### Selected excerpt
For many civilians, paychecks are relatively simple to understand. You receive a either a salary or an hourly rate, you work your hours, you have taxes withheld, and you get paid.

For active military personnel, paychecks aren’t as cut and dry. The big picture of military pay involves a lot of channels, conditions, and types of income. Salary or hourly pay depends on each situation, and calculating hours worked is highly situational as well. Answering this controversial question, “Do active military receive less than minimum wage?” isn’t cut and dry. Comparing the advantages, and understanding the disadvantages, are important aspects to understanding how active members are paid.

Table of Contents

The Big Picture of Military Pay

The U.S. military is extremely large and intricate. There are different branches of the military, service members have different ranks, they hold different jobs, and some personnel have been in the service longer than others. Some soldiers live on base, some off. There are allowances available in some cases, and there are bonuses paid in others. There are benefits of different kinds for different types of military members.

Understanding the big picture of military pay begins with understanding that pay doesn’t start and stop with salary and/or hours worked. Pay is designed for each individual, and bonuses and allowances are still an aspect of the big picture even if they aren’t an aspect of base salary. Joining the military tends to cause a positive trajectory in finances that can help credit and overall spending power as a result of a pay system designed for each situation.

### Stored records
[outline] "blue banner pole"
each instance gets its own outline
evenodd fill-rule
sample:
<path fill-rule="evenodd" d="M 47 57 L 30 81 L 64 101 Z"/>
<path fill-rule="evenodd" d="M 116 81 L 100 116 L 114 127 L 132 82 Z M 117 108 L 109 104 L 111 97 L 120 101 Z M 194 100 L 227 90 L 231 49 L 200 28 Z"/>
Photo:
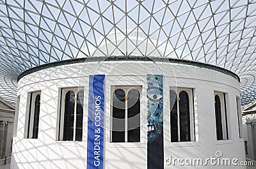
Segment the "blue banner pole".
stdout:
<path fill-rule="evenodd" d="M 90 75 L 87 169 L 103 169 L 105 75 Z"/>

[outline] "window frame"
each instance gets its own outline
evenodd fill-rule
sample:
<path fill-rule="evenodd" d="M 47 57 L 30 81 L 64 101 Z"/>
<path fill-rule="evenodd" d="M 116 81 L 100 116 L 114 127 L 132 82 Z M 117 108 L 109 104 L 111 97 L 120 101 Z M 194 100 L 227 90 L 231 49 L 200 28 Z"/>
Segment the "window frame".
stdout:
<path fill-rule="evenodd" d="M 238 132 L 239 138 L 243 138 L 243 119 L 242 119 L 242 110 L 241 109 L 241 99 L 240 97 L 236 96 L 236 110 L 237 113 L 237 122 L 238 122 Z"/>
<path fill-rule="evenodd" d="M 222 139 L 217 139 L 217 130 L 216 130 L 216 117 L 215 110 L 215 96 L 218 95 L 220 98 L 220 106 L 221 106 L 221 125 L 222 125 Z M 226 92 L 214 91 L 214 125 L 215 125 L 215 136 L 217 141 L 229 140 L 230 140 L 230 126 L 228 123 L 228 94 Z"/>
<path fill-rule="evenodd" d="M 76 117 L 77 117 L 77 94 L 81 91 L 84 91 L 84 98 L 83 98 L 83 132 L 82 132 L 82 140 L 77 141 L 76 140 Z M 64 117 L 65 117 L 65 96 L 67 93 L 68 91 L 73 91 L 75 94 L 75 105 L 74 110 L 74 122 L 73 122 L 73 140 L 63 140 L 64 136 Z M 56 140 L 60 142 L 83 142 L 84 141 L 84 87 L 70 87 L 70 88 L 61 88 L 61 96 L 60 96 L 60 112 L 58 119 L 58 137 Z"/>
<path fill-rule="evenodd" d="M 37 95 L 40 95 L 40 100 L 39 101 L 40 103 L 41 103 L 41 99 L 42 99 L 42 94 L 41 94 L 41 91 L 34 91 L 34 92 L 30 92 L 28 94 L 28 104 L 27 104 L 27 114 L 26 114 L 26 119 L 27 119 L 26 121 L 26 127 L 25 128 L 25 135 L 24 135 L 24 138 L 32 138 L 32 139 L 38 139 L 37 138 L 33 138 L 33 128 L 34 128 L 34 117 L 35 117 L 35 101 L 36 101 L 36 98 Z M 35 103 L 33 104 L 33 103 Z M 41 103 L 40 103 L 41 105 Z M 39 115 L 40 115 L 40 107 L 39 107 Z M 40 117 L 38 120 L 38 128 L 39 128 L 39 121 L 40 121 Z M 38 131 L 38 135 L 39 133 L 39 130 Z"/>
<path fill-rule="evenodd" d="M 179 98 L 179 94 L 182 91 L 186 91 L 188 93 L 188 98 L 189 98 L 189 126 L 190 126 L 190 141 L 188 142 L 181 142 L 180 141 L 180 121 L 179 121 L 179 107 L 178 106 L 178 103 L 177 103 L 177 127 L 178 127 L 178 141 L 177 142 L 172 142 L 171 138 L 172 138 L 172 122 L 171 122 L 171 108 L 170 107 L 169 111 L 170 111 L 170 143 L 175 144 L 177 143 L 191 143 L 191 142 L 196 142 L 196 135 L 195 135 L 195 94 L 194 94 L 194 91 L 195 89 L 193 88 L 187 88 L 187 87 L 170 87 L 169 89 L 169 94 L 170 91 L 173 91 L 176 93 L 176 99 L 177 98 Z M 170 105 L 170 97 L 171 96 L 169 96 L 169 105 Z M 177 101 L 177 100 L 176 100 Z"/>
<path fill-rule="evenodd" d="M 135 89 L 138 91 L 140 92 L 140 124 L 141 124 L 141 92 L 142 92 L 142 86 L 141 85 L 112 85 L 111 87 L 111 117 L 110 117 L 110 121 L 111 121 L 111 124 L 110 124 L 110 143 L 141 143 L 141 138 L 142 138 L 142 129 L 141 126 L 140 126 L 140 142 L 128 142 L 128 108 L 127 108 L 127 105 L 128 102 L 127 101 L 125 101 L 125 141 L 124 142 L 113 142 L 112 141 L 112 128 L 113 128 L 113 93 L 115 90 L 116 89 L 122 89 L 125 92 L 125 97 L 127 97 L 128 96 L 128 92 L 132 89 Z"/>

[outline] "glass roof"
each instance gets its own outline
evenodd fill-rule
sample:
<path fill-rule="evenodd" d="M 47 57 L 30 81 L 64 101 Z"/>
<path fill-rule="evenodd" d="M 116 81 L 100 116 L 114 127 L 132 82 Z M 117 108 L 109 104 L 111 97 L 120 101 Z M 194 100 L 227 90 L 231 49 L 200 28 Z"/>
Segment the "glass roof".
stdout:
<path fill-rule="evenodd" d="M 17 77 L 78 57 L 158 56 L 205 62 L 241 78 L 256 98 L 256 1 L 0 0 L 0 96 Z"/>

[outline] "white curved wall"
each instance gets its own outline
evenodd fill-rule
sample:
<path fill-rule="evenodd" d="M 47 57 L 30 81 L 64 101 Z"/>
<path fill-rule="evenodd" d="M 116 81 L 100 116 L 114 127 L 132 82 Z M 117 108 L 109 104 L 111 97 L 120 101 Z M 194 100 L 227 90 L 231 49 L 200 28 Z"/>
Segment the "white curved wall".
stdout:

### Goal
Pick up the passage on military pay above, after the data, and continue it from its final sentence.

### Answer to the task
The different levels of pay depend on various aspects of a soldier’s life from credit history to having children. Some aspects aren’t added to a salary or hourly rate, but do make a difference in an active service member’s net income each year. Some of those levels include:

  • Base Pay: Not to be confused with a military base, this is a foundational level of compensation, or starting point. Everyone on active duty receives a base pay, determined mostly by rank and how long you’ve served in the military.
  • Drill Pay: Service members of the National Guard or Military Reserves participate in drill weekends (usually one weekend a month) and their pay depends on how many drill periods they participate in, their rank, and how long they’ve been in the military.
  • Housing Allowance: Recruits without a spouse or children can live in the barracks for free. However, if you move higher up in rank you can move off base and receive a housing allowance to help pay your room and board. Those that are married or with dependents can be given a home on base rent free, housing allowance for a place off base, or receive perks like better mortgage rates to buy a home due to military status.
  • Food Allowance: All active members are given a food allowance, it just works differently for each person depending on rank. Lower ranking members have food allowances taken out of their paycheck and have to eat in the chow hall; those that live off base are given a monthly food allowance.
  • Family Separation Allowance: Service members that are forced to deploy or move to an area that their spouse or children cannot relocate to are given a family separation allowance.
  • Combat Pay: If a military member is deployed or sent to work in a combat zone, they are paid combat pay due to the danger associated with the task.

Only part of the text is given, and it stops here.